Here are the records. Write out exactly the lines between the one holding "Target: overcast white sky" and the one holding "Where can the bare tree", inclusive.

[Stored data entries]
"""

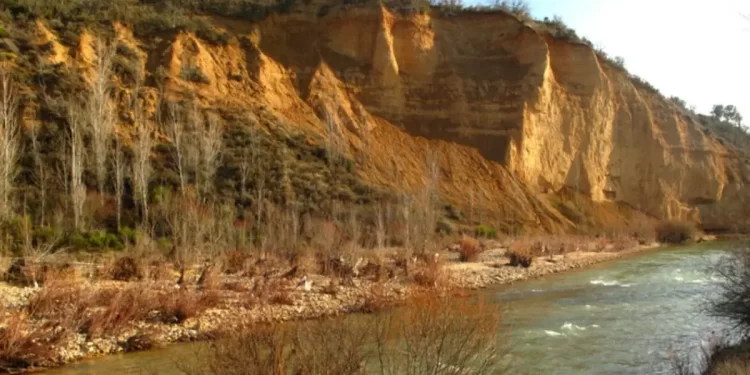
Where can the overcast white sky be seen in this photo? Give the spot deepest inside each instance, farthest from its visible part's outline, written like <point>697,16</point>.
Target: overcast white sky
<point>697,50</point>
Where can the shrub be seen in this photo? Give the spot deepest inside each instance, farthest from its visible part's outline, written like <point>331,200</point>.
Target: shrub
<point>675,232</point>
<point>483,231</point>
<point>377,299</point>
<point>129,235</point>
<point>430,336</point>
<point>235,261</point>
<point>429,274</point>
<point>282,297</point>
<point>469,250</point>
<point>730,302</point>
<point>520,258</point>
<point>522,253</point>
<point>126,268</point>
<point>24,345</point>
<point>121,308</point>
<point>185,304</point>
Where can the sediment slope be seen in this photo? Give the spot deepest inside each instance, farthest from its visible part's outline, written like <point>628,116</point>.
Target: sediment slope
<point>509,114</point>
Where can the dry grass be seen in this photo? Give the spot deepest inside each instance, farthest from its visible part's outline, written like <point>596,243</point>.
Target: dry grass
<point>522,253</point>
<point>377,299</point>
<point>429,273</point>
<point>675,232</point>
<point>24,345</point>
<point>332,288</point>
<point>469,250</point>
<point>126,268</point>
<point>185,304</point>
<point>429,336</point>
<point>236,261</point>
<point>282,297</point>
<point>118,310</point>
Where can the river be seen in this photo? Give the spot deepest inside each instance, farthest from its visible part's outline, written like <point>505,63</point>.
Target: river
<point>622,317</point>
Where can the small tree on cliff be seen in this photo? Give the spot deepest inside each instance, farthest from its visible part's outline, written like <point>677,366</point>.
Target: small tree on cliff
<point>727,113</point>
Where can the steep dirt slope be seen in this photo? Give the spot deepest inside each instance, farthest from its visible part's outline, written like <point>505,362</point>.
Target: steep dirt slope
<point>508,113</point>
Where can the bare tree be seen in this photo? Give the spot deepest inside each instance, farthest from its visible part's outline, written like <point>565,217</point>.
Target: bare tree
<point>41,175</point>
<point>181,140</point>
<point>9,139</point>
<point>142,147</point>
<point>380,227</point>
<point>334,142</point>
<point>209,143</point>
<point>101,111</point>
<point>76,154</point>
<point>118,164</point>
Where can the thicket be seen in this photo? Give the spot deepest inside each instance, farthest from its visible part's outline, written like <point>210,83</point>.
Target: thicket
<point>429,336</point>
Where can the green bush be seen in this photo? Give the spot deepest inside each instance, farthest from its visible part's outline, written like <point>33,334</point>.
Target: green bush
<point>78,241</point>
<point>484,231</point>
<point>675,232</point>
<point>129,235</point>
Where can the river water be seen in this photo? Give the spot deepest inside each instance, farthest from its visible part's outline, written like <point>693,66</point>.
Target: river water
<point>628,316</point>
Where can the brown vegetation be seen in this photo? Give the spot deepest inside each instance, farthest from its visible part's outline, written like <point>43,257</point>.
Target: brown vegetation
<point>429,336</point>
<point>675,232</point>
<point>24,344</point>
<point>469,250</point>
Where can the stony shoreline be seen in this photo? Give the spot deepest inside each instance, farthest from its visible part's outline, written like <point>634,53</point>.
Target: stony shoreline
<point>320,301</point>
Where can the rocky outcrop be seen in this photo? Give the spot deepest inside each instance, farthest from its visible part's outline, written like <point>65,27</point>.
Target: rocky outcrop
<point>508,113</point>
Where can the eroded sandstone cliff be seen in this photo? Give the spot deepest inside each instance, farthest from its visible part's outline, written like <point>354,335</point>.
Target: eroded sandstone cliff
<point>510,114</point>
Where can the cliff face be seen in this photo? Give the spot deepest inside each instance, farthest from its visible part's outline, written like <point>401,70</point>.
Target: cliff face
<point>508,114</point>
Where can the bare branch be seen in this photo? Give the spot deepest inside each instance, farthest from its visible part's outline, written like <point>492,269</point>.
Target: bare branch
<point>101,111</point>
<point>9,139</point>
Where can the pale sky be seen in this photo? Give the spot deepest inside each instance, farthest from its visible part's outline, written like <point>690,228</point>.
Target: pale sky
<point>697,50</point>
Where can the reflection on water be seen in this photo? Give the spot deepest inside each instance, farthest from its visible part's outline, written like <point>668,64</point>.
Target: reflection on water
<point>621,317</point>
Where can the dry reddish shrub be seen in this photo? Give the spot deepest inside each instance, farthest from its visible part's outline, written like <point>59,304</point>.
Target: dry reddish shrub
<point>120,309</point>
<point>522,253</point>
<point>235,261</point>
<point>429,336</point>
<point>377,299</point>
<point>469,250</point>
<point>157,270</point>
<point>58,300</point>
<point>235,286</point>
<point>139,342</point>
<point>26,273</point>
<point>437,335</point>
<point>23,345</point>
<point>429,273</point>
<point>210,277</point>
<point>282,297</point>
<point>126,268</point>
<point>185,304</point>
<point>675,232</point>
<point>332,287</point>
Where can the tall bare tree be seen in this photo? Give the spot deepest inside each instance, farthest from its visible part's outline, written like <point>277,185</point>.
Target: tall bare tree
<point>209,143</point>
<point>41,173</point>
<point>76,159</point>
<point>144,143</point>
<point>118,165</point>
<point>177,130</point>
<point>9,139</point>
<point>101,111</point>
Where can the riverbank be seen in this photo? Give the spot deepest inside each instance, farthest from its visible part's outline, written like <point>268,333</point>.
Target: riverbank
<point>220,302</point>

"""

RESULT FOR THIS TASK:
Target: overcast white sky
<point>697,50</point>
Where can the shrub be seen in this photo? Give the spot deepest inside each instance, farthest from its visible part's outline, written like <point>331,200</point>.
Target: shrub
<point>675,232</point>
<point>483,231</point>
<point>377,299</point>
<point>129,235</point>
<point>430,336</point>
<point>235,261</point>
<point>429,274</point>
<point>282,297</point>
<point>469,250</point>
<point>730,302</point>
<point>520,258</point>
<point>522,253</point>
<point>126,268</point>
<point>24,345</point>
<point>121,308</point>
<point>185,304</point>
Where can the sediment slope be seen in this photo? Give the spot deepest inside each instance, farthest from its visible part's outline, written like <point>628,116</point>.
Target: sediment slope
<point>509,114</point>
Where can the dry grass be seen in this photo? Give the spot deepest inside each instance, farthest from its visible part's outline, written like <point>596,243</point>.
Target: dry grass
<point>522,253</point>
<point>377,299</point>
<point>429,273</point>
<point>675,232</point>
<point>24,345</point>
<point>332,288</point>
<point>469,250</point>
<point>126,268</point>
<point>185,304</point>
<point>429,336</point>
<point>236,261</point>
<point>282,297</point>
<point>118,310</point>
Where can the river be seen in this photo? Give the spot deepest inside each instance, farthest from its visible part's outline, written like <point>505,63</point>.
Target: river
<point>622,317</point>
Where can the small tree on cliff be seen in this photo? Give the spot deepest inside each instance, farthest from its visible part's outline, written like <point>677,366</point>.
Target: small tree on cliff
<point>727,113</point>
Where can the steep dirt slope be seen in this photo? Give the spot deepest inside each instance, farthest from its visible part's outline, written like <point>505,362</point>.
Target: steep dirt slope
<point>508,113</point>
Where can the bare tree be seen in this photo? Give the spot deepest inside each instance, farthest from its visible part's outline, written like <point>565,217</point>.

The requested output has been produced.